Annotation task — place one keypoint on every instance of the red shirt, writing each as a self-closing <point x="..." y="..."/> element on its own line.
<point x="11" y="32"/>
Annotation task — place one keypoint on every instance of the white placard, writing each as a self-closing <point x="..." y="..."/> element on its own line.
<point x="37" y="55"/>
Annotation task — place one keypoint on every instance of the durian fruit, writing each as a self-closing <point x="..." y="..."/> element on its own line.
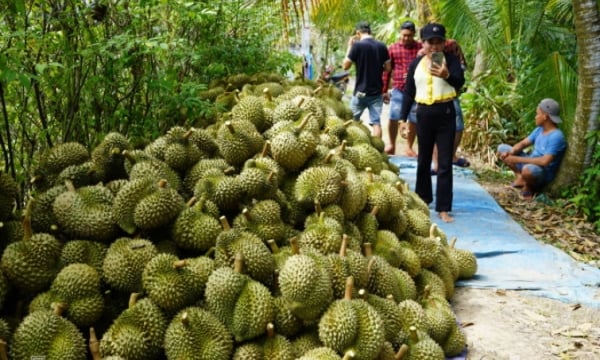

* * *

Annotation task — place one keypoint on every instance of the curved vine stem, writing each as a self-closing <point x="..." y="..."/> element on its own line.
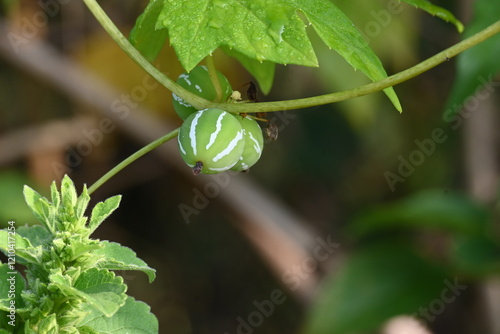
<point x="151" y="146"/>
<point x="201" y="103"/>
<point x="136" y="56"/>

---

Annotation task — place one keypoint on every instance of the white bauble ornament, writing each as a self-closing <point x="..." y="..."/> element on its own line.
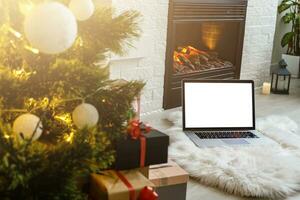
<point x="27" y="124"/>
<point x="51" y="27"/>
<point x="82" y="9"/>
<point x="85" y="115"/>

**Work required**
Please copy the lines in the records above between the one holding "white placard, writing" and the one holding "of the durian", inclusive, exactly and with no other line.

**Answer to this task**
Annotation task — place one keypoint on every instance of the white placard, writing each as a self-closing <point x="..." y="..."/> element on its own line.
<point x="37" y="55"/>
Annotation task — place one keypoint on every instance of the durian fruit, writing each as a self-closing <point x="..." y="..."/> element on its own line.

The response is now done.